• [Exercise description] Rewrite every one of the entries below, changing "vertex" to "point" and leaving everything else as it is. Omit the pictures from your answer.

• [Data listing]

>> start

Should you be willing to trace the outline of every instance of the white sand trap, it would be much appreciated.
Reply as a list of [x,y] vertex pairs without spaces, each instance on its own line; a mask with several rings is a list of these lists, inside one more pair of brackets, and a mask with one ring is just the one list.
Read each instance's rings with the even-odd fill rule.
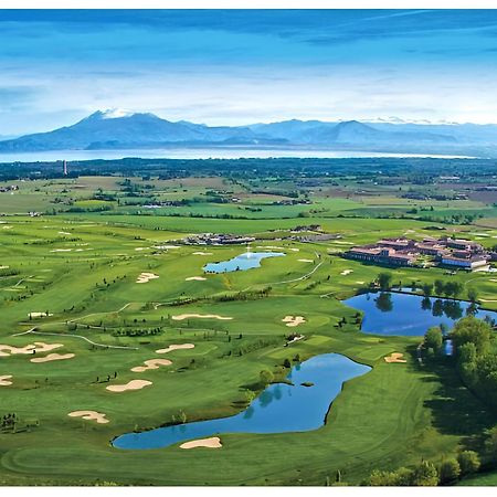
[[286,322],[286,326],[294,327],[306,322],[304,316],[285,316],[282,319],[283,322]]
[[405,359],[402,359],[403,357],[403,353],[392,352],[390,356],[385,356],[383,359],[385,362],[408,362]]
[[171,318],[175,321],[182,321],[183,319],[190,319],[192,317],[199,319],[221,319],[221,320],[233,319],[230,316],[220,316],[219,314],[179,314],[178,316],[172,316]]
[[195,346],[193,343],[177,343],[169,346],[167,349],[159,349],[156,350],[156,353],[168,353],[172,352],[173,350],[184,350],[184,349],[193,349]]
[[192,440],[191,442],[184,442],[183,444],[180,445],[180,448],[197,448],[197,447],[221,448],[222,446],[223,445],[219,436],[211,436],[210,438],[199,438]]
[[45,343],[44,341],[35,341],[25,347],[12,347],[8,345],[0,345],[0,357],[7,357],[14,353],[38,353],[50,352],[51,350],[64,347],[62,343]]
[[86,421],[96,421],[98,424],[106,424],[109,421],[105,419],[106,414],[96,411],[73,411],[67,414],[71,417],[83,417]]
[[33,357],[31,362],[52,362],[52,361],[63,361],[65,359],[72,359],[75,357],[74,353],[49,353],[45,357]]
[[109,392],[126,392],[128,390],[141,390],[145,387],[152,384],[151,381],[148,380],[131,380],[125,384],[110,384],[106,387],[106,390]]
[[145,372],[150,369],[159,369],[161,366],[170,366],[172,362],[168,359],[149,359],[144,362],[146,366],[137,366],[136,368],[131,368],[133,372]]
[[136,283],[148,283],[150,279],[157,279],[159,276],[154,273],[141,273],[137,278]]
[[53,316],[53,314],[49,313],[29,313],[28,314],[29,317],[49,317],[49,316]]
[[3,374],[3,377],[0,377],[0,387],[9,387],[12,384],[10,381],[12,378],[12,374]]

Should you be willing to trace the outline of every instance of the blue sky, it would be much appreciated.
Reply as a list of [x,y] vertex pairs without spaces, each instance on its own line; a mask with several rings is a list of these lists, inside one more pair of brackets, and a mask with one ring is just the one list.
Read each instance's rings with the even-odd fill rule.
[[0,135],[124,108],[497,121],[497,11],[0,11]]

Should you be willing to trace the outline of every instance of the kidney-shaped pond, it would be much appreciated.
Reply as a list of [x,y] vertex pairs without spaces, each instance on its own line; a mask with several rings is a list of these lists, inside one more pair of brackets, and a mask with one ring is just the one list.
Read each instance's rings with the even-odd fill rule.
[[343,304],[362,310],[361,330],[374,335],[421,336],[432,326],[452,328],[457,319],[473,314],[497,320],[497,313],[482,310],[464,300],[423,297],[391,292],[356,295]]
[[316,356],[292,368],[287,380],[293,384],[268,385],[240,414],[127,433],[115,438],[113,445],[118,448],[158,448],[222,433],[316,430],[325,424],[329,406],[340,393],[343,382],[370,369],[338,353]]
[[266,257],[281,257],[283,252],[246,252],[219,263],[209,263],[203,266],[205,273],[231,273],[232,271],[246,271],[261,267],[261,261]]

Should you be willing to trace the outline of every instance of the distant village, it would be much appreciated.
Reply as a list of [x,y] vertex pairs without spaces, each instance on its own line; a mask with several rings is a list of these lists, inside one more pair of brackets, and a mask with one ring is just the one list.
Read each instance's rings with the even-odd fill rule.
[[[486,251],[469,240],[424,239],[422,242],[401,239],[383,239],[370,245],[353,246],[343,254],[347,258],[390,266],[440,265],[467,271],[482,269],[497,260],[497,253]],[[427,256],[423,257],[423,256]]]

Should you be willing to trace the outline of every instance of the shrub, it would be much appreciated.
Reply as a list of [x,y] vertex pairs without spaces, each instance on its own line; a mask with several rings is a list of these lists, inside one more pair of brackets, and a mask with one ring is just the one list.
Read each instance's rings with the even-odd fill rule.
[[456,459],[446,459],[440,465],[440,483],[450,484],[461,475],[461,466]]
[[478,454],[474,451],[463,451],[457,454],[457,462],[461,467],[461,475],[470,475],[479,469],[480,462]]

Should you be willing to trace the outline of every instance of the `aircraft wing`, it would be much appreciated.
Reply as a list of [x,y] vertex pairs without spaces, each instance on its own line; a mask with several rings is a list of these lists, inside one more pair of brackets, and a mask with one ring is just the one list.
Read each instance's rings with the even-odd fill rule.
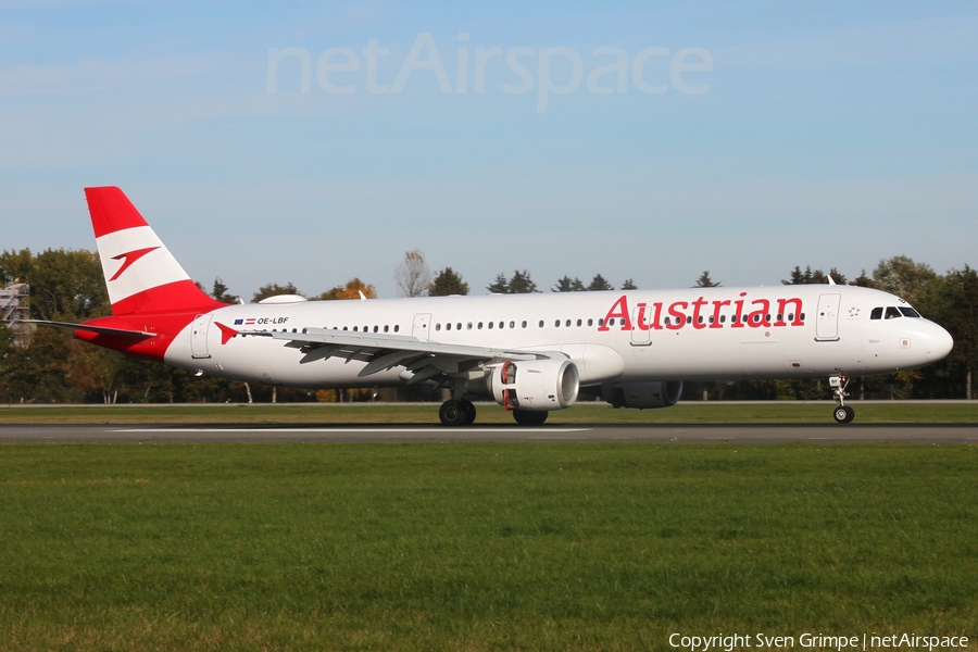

>> end

• [Exercise answer]
Should you be willing to trace the outline of every instance of the white sand trap, it would be much appreciated.
Reply as a list of [x,y] point pairs without spaces, each instance on its own line; a mask with several rings is a list of these lists, inside one more pair of brackets, and a mask with one ring is just the one list.
Read each instance's rings with the even-odd fill rule.
[[286,322],[286,326],[294,327],[306,322],[304,316],[285,316],[282,319],[283,322]]
[[405,359],[402,359],[403,357],[403,353],[392,352],[390,356],[385,356],[383,359],[385,362],[408,362]]
[[171,318],[175,321],[182,321],[183,319],[190,319],[192,317],[199,319],[221,319],[221,320],[233,319],[230,316],[220,316],[219,314],[179,314],[178,316],[172,316]]
[[195,346],[193,343],[177,343],[169,346],[167,349],[159,349],[156,350],[156,353],[168,353],[172,352],[173,350],[184,350],[184,349],[193,349]]
[[192,440],[191,442],[184,442],[183,444],[180,445],[180,448],[197,448],[197,447],[221,448],[222,446],[223,445],[219,436],[211,436],[210,438],[199,438]]
[[45,343],[44,341],[35,341],[25,347],[12,347],[8,345],[0,345],[0,357],[7,357],[14,353],[38,353],[50,352],[51,350],[64,347],[62,343]]
[[86,421],[96,421],[98,424],[106,424],[109,421],[105,419],[106,414],[96,411],[73,411],[67,414],[71,417],[83,417]]
[[33,357],[31,362],[52,362],[52,361],[63,361],[65,359],[72,359],[75,357],[74,353],[49,353],[45,357]]
[[109,392],[126,392],[128,390],[141,390],[145,387],[152,384],[151,381],[148,380],[131,380],[125,384],[110,384],[106,387],[106,390]]
[[145,372],[150,369],[159,369],[161,366],[170,366],[172,362],[168,359],[149,359],[144,362],[146,366],[137,366],[136,368],[131,368],[133,372]]
[[136,283],[148,283],[150,279],[157,279],[159,276],[154,273],[141,273],[137,278]]
[[53,316],[53,314],[49,313],[29,313],[28,314],[29,317],[49,317],[49,316]]
[[3,374],[3,377],[0,377],[0,387],[9,387],[12,384],[10,381],[12,378],[12,374]]

Should you be willing to trace the outline of every instance of the blue sky, it would be much appreciated.
Reply as a list of [x,y] point pairs without spaces, each instance on its own line; a mask with several rings is a list of these lists, inside one more pair of brackets, and a mask with one ring is just the one list.
Read each instance's rings with the even-odd fill rule.
[[0,135],[124,108],[497,121],[497,11],[0,11]]

Should you be willing to trace the outline of every instance of the kidney-shaped pond, it would be much appreciated.
Reply as a list of [x,y] point pairs without spaces, each instance on its own line; a mask with several rings is a list of these lists, inside one more pair of brackets, and a mask with one ring is just the one list.
Read each instance's rings with the even-odd fill rule.
[[343,304],[362,310],[361,330],[374,335],[421,336],[432,326],[452,328],[457,319],[473,314],[497,320],[497,313],[482,310],[464,300],[423,297],[391,292],[356,295]]
[[316,356],[292,368],[287,380],[293,384],[268,385],[240,414],[127,433],[115,438],[113,445],[118,448],[158,448],[222,433],[316,430],[325,424],[329,406],[340,393],[343,382],[370,369],[338,353]]
[[266,257],[281,257],[283,252],[246,252],[219,263],[209,263],[203,266],[205,273],[231,273],[232,271],[246,271],[261,267],[261,261]]

Should you be willing to trace the outline of every instance of the distant village, it would be much appreciated.
Reply as a list of [x,y] point pairs without spaces, each instance on its own line; a mask with several rings is a list of these lists, inside one more pair of brackets, and a mask with one ring is just the one list.
Read each instance's rings with the even-odd fill rule.
[[[486,251],[469,240],[424,239],[422,242],[401,239],[383,239],[370,245],[353,246],[343,254],[347,258],[390,266],[440,265],[467,271],[482,269],[497,260],[497,253]],[[427,256],[423,257],[423,256]]]

Should you be willing to trace the outline of every instance of the shrub, it would be much appreciated.
Reply as a list of [x,y] point pairs without spaces, each instance on its own line; a mask with several rings is a list of these lists, inside one more pair of brackets, and a mask with one ring is just the one list.
Read each instance's rings with the even-odd fill rule.
[[456,459],[446,459],[440,465],[440,483],[450,484],[461,475],[461,466]]
[[478,454],[474,451],[463,451],[457,454],[457,462],[461,467],[461,475],[470,475],[479,469],[480,462]]

Should you be willing to trace the outline of every instance of the `aircraft wing`, it would be much appreciated.
Reply as a list of [x,y] point pairs without spaces, each instance on its own line; a mask with several rings is a list of these lists, inside one more pair of brackets, and a mask with one ring is just the one list.
Read each instance's rings with the even-odd fill rule.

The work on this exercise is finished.